─── Data supplied ───
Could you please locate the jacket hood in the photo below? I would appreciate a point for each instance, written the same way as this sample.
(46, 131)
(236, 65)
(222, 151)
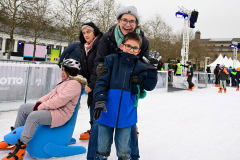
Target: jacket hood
───
## Written exercise
Retype the material above line for line with nothing changed, and leave the picture out.

## Final result
Could you please locate the jacket hood in the photo below? I would appreciate a point for each instance, written the same way as this sample.
(46, 131)
(236, 65)
(222, 151)
Target: jacket hood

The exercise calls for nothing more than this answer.